### WORK REQUEST A:
In the text on molecular dynamics, what is the scheme called in which each particle is assigned to a fixed processor?

### SOURCE DOCUMENT:
------------------------
We expect this algorithm to scale as $N_{particles}^2$; that is, the amount of work to be done goes up as the square of the number of particles. The things we’ve done so far haven’t changed that, although we have reduced the amount of work one needs to do per particle pair.

Can we do better? Is there a way to make the amount of work grow more slowly than $N_{particles}^2$?

Once again, knowledge of the problem domain and the algorithm is essential.

At large distances the force between two particles becomes extremely small, and the contribution of the pair to the potential energy likewise becomes small. There must be some distance beyond which all forces and potential-energy contributions are “effectively” zero. Recall that calc_pot and calc_force were expensive functions in the profile we made of the code earlier, so we can save time by not calculating these if the distance we compute is larger than some suitably-chosen $r_{cutoff}$.

Further optimizations can be made by avoiding to compute the distances for all pairs at every step - essentially by keeping neighbor lists and using the fact that particles travel only small distances during a certain number of steps. However, those are beyond the scope of this lesson and are well described in text-books, journal publications and technical manuals.

Spatial- (or Domain-) Decomposition

The scheme we’ve just described, where each particle is assigned to a fixed processor, is called the Force-Decomposition or Particle-Decomposition scheme. When simulating large numbers of particles (~ 10⁵) and using many processors, communicating the updated coordinates, forces, etc., every timestep can become a bottle-neck with this scheme.

To reduce the amount of communication between processors we can partition the simulation box along its axes into smaller domains. The particles are then assigned to processors depending on in which domain they are currently located. This way many pair-interactions will be local within the same domain and therefore handled by the same processor. For pairs of particles that are not located in the same domain, we can use e.g. the “eighth shell” method in which a processor handles those pairs in which the second particle is located only in the positive direction of the dimensions, as illustrated below.

Domain Decomposition using Eight-Shell method

eighth shell domain decomposition

In this way, each domain only needs to communicate with neighboring domains in one direction— as long as the shortest dimension of a domain is larger than the longest cut-off distance.

Domain Decomposition not only applies to Molecular Dynamics (MD) but also to Computational Fluid Dynamics (CFD), Finite Elements methods, Climate- & Weather simulations and many more.

MD Literature:

Larsson P, Hess B, Lindahl E.; Algorithm improvements for molecular dynamics simulations.
Wiley Interdisciplinary Reviews: Computational Molecular Science 2011; 1: 93–108. doi:10.1002/wcms.3
Allen MP, Tildesley DJ; Computer Simulation of Liquids. Second Edition. Oxford University Press; 2017.
Frenkel D, Smit B; Understanding Molecular Simulation: From Algorithms to Applications. 2nd Edition. Academic Press; 2001.
------------------------
### WORK REQUEST B:
Output, unchanged, the part of the rows that opens at their start and closes with the line containing "box: [368, 259, 417, 269]", both ends included. Leave the pictures out.
------------------------
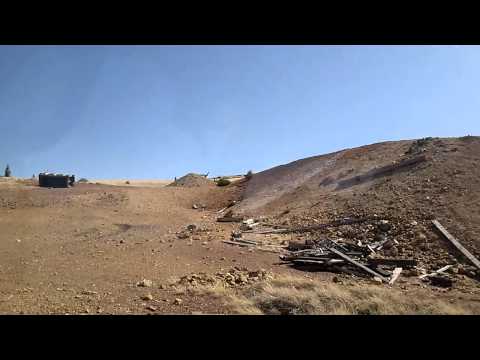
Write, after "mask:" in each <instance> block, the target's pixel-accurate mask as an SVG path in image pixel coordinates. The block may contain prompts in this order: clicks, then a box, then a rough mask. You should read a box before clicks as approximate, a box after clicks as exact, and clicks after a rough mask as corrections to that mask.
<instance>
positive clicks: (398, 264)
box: [368, 259, 417, 269]
mask: <svg viewBox="0 0 480 360" xmlns="http://www.w3.org/2000/svg"><path fill="white" fill-rule="evenodd" d="M368 264H369V265H371V266H379V265H386V266H398V267H403V268H407V269H408V268H413V267H414V266H417V261H416V260H413V259H368Z"/></svg>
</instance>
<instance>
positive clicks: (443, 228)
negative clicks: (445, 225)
mask: <svg viewBox="0 0 480 360" xmlns="http://www.w3.org/2000/svg"><path fill="white" fill-rule="evenodd" d="M432 223H433V225H434V226H435V227H436V228H437V230H438V231H440V233H441V234H442V235H443V236H444V237H445V238H446V239H447V240H448V241H450V242H451V243H452V244H453V245H454V246H455V247H456V248H457V249H458V250H460V252H461V253H462V254H463V255H465V257H466V258H467V259H468V260H470V261H471V262H472V263H473V264H474V265H475V266H476V267H477V268H478V269H480V261H478V259H477V258H476V257H475V256H473V255H472V254H471V253H470V252H469V251H468V250H467V249H465V248H464V247H463V246H462V244H460V242H459V241H458V240H457V239H455V238H454V237H453V236H452V235H451V234H450V233H449V232H448V231H447V230H446V229H445V228H444V227H443V226H442V224H440V223H439V222H438V220H432Z"/></svg>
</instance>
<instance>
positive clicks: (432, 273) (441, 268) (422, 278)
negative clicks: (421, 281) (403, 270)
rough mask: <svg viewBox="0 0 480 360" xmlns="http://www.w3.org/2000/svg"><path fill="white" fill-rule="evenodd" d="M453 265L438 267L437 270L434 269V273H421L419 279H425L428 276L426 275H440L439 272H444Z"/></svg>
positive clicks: (447, 265) (434, 275) (439, 272)
mask: <svg viewBox="0 0 480 360" xmlns="http://www.w3.org/2000/svg"><path fill="white" fill-rule="evenodd" d="M451 267H452V265H446V266H444V267H443V268H441V269H438V270H437V271H434V272H433V273H430V274H424V275H420V276H419V277H418V278H419V279H424V278H426V277H431V276H435V275H438V274H441V273H443V272H444V271H446V270H448V269H450V268H451Z"/></svg>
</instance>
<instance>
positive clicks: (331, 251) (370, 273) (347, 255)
mask: <svg viewBox="0 0 480 360" xmlns="http://www.w3.org/2000/svg"><path fill="white" fill-rule="evenodd" d="M328 250H330V251H331V252H333V253H335V254H337V255H338V256H340V257H341V258H343V259H345V260H347V261H348V262H349V263H352V264H353V265H355V266H357V267H359V268H360V269H362V270H364V271H366V272H368V273H369V274H371V275H373V276H377V277H378V278H380V279H381V280H382V281H384V282H388V280H387V279H386V278H384V277H383V276H382V275H380V274H378V273H377V272H375V271H373V270H372V269H369V268H368V267H366V266H365V265H362V264H360V263H359V262H358V261H355V260H353V259H352V258H351V257H350V256H348V255H345V254H344V253H342V252H341V251H338V250H337V249H335V248H329V249H328Z"/></svg>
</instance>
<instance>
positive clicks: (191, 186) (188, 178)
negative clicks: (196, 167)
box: [168, 173, 214, 187]
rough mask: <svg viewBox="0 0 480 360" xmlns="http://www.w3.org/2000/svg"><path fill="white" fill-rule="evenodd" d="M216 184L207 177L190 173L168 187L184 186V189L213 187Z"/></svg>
mask: <svg viewBox="0 0 480 360" xmlns="http://www.w3.org/2000/svg"><path fill="white" fill-rule="evenodd" d="M213 185H214V183H213V181H211V180H208V179H207V178H206V177H205V176H203V175H199V174H194V173H189V174H187V175H185V176H182V177H181V178H179V179H177V180H176V181H174V182H172V183H171V184H169V185H168V186H183V187H198V186H213Z"/></svg>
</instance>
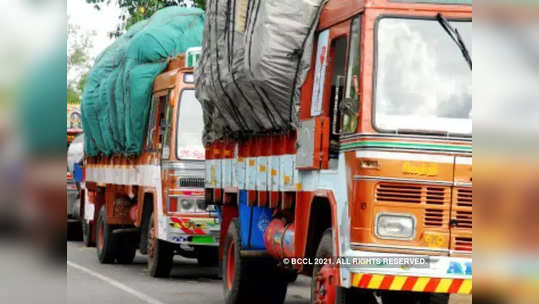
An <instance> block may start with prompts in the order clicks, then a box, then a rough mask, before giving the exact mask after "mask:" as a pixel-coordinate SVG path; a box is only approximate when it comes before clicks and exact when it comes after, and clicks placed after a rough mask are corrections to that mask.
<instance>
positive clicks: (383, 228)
mask: <svg viewBox="0 0 539 304" xmlns="http://www.w3.org/2000/svg"><path fill="white" fill-rule="evenodd" d="M415 223H416V221H415V217H414V216H413V215H410V214H396V213H379V214H378V215H377V216H376V226H375V228H374V229H375V233H376V236H377V237H379V238H381V239H399V240H410V239H413V238H414V237H415Z"/></svg>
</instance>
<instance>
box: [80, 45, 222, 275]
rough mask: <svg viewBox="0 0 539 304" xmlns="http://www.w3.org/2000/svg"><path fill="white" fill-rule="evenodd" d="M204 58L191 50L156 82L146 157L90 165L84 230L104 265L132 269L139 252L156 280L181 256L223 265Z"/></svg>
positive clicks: (85, 162)
mask: <svg viewBox="0 0 539 304" xmlns="http://www.w3.org/2000/svg"><path fill="white" fill-rule="evenodd" d="M199 54H200V48H190V49H188V50H187V52H186V53H185V54H180V55H178V56H177V57H175V58H173V59H172V60H170V61H169V63H168V67H167V69H166V70H165V71H164V72H162V73H161V74H160V75H158V76H157V77H156V78H155V81H154V85H153V93H152V99H151V101H150V104H149V109H148V116H147V117H148V121H147V128H146V134H145V139H144V146H143V151H142V153H140V154H139V155H137V156H122V155H112V156H97V157H87V158H86V161H85V188H84V189H83V192H84V194H82V195H81V197H83V198H84V206H85V207H84V218H85V221H84V223H83V228H84V227H87V229H84V231H85V234H86V235H85V240H89V241H88V242H87V243H88V244H90V243H92V241H95V243H96V247H97V256H98V259H99V261H100V262H101V263H112V262H115V261H116V262H118V263H131V262H132V260H133V258H134V256H135V252H136V250H137V249H139V250H140V252H141V253H142V254H147V255H148V270H149V273H150V275H152V276H154V277H165V276H168V275H169V273H170V269H171V267H172V260H173V256H174V255H175V254H179V255H182V256H185V257H188V258H196V259H198V262H199V264H201V265H205V266H209V265H215V264H216V263H217V261H218V260H217V259H218V256H217V253H218V244H219V220H218V216H217V213H216V212H215V210H214V209H213V206H209V205H208V204H206V200H205V198H204V174H205V163H204V157H205V155H204V153H205V151H204V147H203V145H202V130H203V119H202V107H201V105H200V103H199V102H198V101H197V100H196V98H195V93H194V85H193V82H194V78H193V65H194V64H196V61H197V59H198V56H199ZM85 224H86V225H85ZM88 227H89V228H88Z"/></svg>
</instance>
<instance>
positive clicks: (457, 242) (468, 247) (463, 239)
mask: <svg viewBox="0 0 539 304" xmlns="http://www.w3.org/2000/svg"><path fill="white" fill-rule="evenodd" d="M452 245H453V246H451V247H452V248H453V249H454V250H457V251H472V238H471V237H454V238H453V244H452Z"/></svg>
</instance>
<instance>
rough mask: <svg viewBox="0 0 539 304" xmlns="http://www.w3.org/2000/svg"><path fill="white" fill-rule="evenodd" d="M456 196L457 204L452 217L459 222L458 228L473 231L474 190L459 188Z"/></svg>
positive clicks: (456, 194)
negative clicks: (461, 228) (473, 196)
mask: <svg viewBox="0 0 539 304" xmlns="http://www.w3.org/2000/svg"><path fill="white" fill-rule="evenodd" d="M454 196H455V197H456V202H455V204H454V205H453V212H452V213H453V214H452V216H451V217H452V218H453V219H454V220H456V222H457V227H456V228H457V229H459V228H462V229H472V189H471V188H457V189H455V192H454Z"/></svg>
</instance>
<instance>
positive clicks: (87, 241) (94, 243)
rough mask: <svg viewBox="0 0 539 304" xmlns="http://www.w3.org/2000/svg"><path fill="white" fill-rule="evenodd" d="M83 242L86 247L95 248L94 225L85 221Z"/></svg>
mask: <svg viewBox="0 0 539 304" xmlns="http://www.w3.org/2000/svg"><path fill="white" fill-rule="evenodd" d="M81 226H82V242H83V243H84V246H86V247H93V246H94V245H95V243H94V242H93V241H92V225H90V223H89V222H87V221H86V220H85V219H83V220H82V223H81Z"/></svg>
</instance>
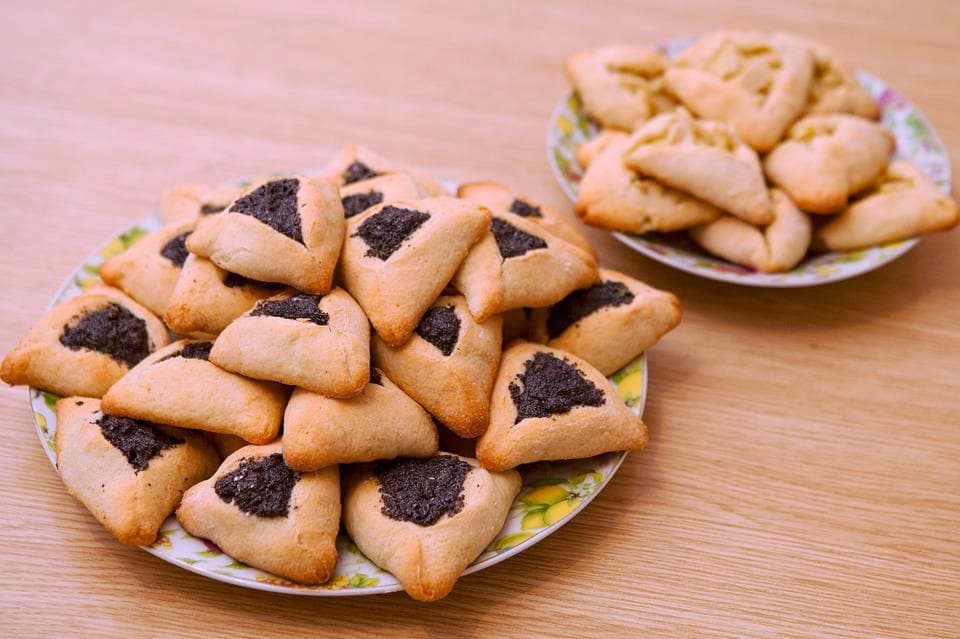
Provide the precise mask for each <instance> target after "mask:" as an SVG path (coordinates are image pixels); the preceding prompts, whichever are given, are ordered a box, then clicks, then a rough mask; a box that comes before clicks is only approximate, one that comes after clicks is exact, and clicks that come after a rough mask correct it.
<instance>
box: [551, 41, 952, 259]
mask: <svg viewBox="0 0 960 639" xmlns="http://www.w3.org/2000/svg"><path fill="white" fill-rule="evenodd" d="M565 71H566V76H567V79H568V80H569V82H570V84H571V85H572V86H573V88H574V89H575V90H576V91H577V93H578V94H579V96H580V99H581V101H582V104H583V108H584V110H585V111H586V113H587V114H588V115H589V116H590V117H591V118H593V119H594V120H596V121H597V122H598V123H599V124H600V125H601V126H602V127H604V130H603V131H602V132H601V133H600V134H599V135H598V136H597V137H595V138H593V139H592V140H590V141H589V142H588V143H587V144H584V145H583V146H581V147H580V148H579V149H578V151H577V160H578V162H579V163H580V164H581V165H582V166H584V167H585V168H586V170H585V173H584V175H583V178H582V180H581V182H580V190H579V195H578V199H577V202H576V209H577V213H578V215H579V216H580V218H581V219H582V220H583V221H584V222H585V223H587V224H592V225H594V226H599V227H603V228H607V229H611V230H616V231H624V232H627V233H636V234H643V233H649V232H677V231H686V232H687V233H688V235H689V237H690V238H691V239H692V240H693V241H694V242H696V243H697V244H699V245H700V246H701V247H702V248H703V249H705V250H706V251H708V252H710V253H712V254H714V255H716V256H718V257H721V258H724V259H726V260H729V261H731V262H735V263H737V264H741V265H743V266H747V267H749V268H753V269H755V270H758V271H763V272H775V271H786V270H790V269H791V268H793V267H794V266H795V265H797V264H798V263H799V262H800V261H801V260H802V259H803V257H804V256H805V255H806V253H807V252H808V251H849V250H855V249H862V248H867V247H870V246H874V245H879V244H885V243H889V242H893V241H897V240H903V239H906V238H909V237H913V236H915V235H920V234H925V233H932V232H935V231H943V230H946V229H949V228H952V227H953V226H955V225H956V224H957V223H958V221H960V208H958V205H957V202H956V201H955V200H953V199H952V198H950V197H949V196H947V195H944V194H943V193H942V192H941V191H940V190H939V189H938V188H937V186H936V185H935V184H934V183H933V182H932V181H931V180H930V179H929V178H928V177H927V176H926V175H924V174H923V173H922V172H921V171H920V170H918V169H917V168H916V167H914V166H912V165H910V164H909V163H906V162H903V161H893V162H891V156H892V154H893V152H894V146H895V144H894V139H893V136H892V135H891V134H890V132H889V131H887V130H886V129H885V128H884V127H883V126H882V125H881V124H880V123H878V122H877V121H876V119H877V118H878V117H879V115H880V111H879V108H878V105H877V104H876V103H875V102H874V100H873V99H872V97H871V96H870V94H869V92H868V91H867V90H866V89H865V88H864V87H863V86H861V85H860V83H859V81H858V80H857V76H856V73H855V71H854V69H853V68H852V67H851V66H850V65H849V64H847V63H846V62H844V61H843V60H840V59H839V58H838V57H837V56H836V55H835V54H834V53H833V52H832V51H830V50H829V49H828V48H826V47H824V46H823V45H820V44H818V43H814V42H809V41H807V40H803V39H801V38H798V37H795V36H790V35H786V34H772V35H770V34H762V33H754V32H741V31H721V32H716V33H710V34H708V35H705V36H703V37H701V38H699V39H697V40H696V41H695V42H694V43H693V44H692V45H691V46H690V47H689V48H688V49H687V50H685V51H684V52H683V53H681V54H680V55H679V56H677V57H676V58H674V59H673V60H668V59H667V58H666V57H665V56H664V55H663V54H661V53H659V52H658V51H656V50H653V49H649V48H646V47H638V46H615V47H604V48H600V49H595V50H591V51H586V52H583V53H578V54H576V55H574V56H571V57H570V58H569V59H568V60H567V62H566V65H565Z"/></svg>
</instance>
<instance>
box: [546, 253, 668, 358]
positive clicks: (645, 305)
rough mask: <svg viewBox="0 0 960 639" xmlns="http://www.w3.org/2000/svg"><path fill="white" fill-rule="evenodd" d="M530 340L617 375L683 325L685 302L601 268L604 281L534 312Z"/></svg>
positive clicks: (637, 282) (640, 282) (615, 272)
mask: <svg viewBox="0 0 960 639" xmlns="http://www.w3.org/2000/svg"><path fill="white" fill-rule="evenodd" d="M531 323H532V325H533V330H532V331H531V333H532V337H531V339H532V340H533V341H535V342H541V343H545V344H546V345H547V346H550V347H552V348H556V349H559V350H561V351H565V352H567V353H570V354H572V355H576V356H577V357H580V358H582V359H584V360H586V361H587V362H589V363H590V364H592V365H593V366H595V367H596V368H597V370H599V371H600V372H601V373H603V374H604V375H613V374H614V373H615V372H617V371H618V370H620V369H621V368H623V367H624V366H626V365H627V364H629V363H630V362H632V361H633V360H634V358H636V357H637V355H639V354H640V353H642V352H643V351H645V350H647V349H648V348H650V347H651V346H653V345H654V344H656V343H657V342H658V341H660V338H661V337H663V336H664V335H665V334H666V333H668V332H669V331H671V330H673V329H674V328H675V327H676V326H677V324H679V323H680V302H679V301H678V300H677V298H676V296H675V295H673V294H672V293H667V292H665V291H660V290H657V289H655V288H653V287H651V286H647V285H646V284H644V283H643V282H640V281H638V280H635V279H633V278H632V277H629V276H627V275H624V274H623V273H618V272H617V271H613V270H610V269H600V282H598V283H597V284H594V285H593V286H589V287H587V288H582V289H578V290H576V291H574V292H573V293H571V294H570V295H568V296H567V297H565V298H564V299H563V300H561V301H560V302H559V303H557V304H554V305H553V306H551V307H550V308H544V309H536V310H534V311H533V320H532V322H531Z"/></svg>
------------------------
### REPLY A:
The Force-Decomposition or Particle-Decomposition scheme.

### REPLY B:
Write, after "mask:" in each <instance> block, the target's pixel-accurate mask as an SVG path in image pixel coordinates. The block may contain prompts in this order: clicks, then a box, then a rough mask. You should read a box before clicks as approximate, a box after clicks as exact, and clicks after a rough mask as corrections to that mask.
<instance>
positive clicks: (398, 264)
box: [368, 259, 417, 269]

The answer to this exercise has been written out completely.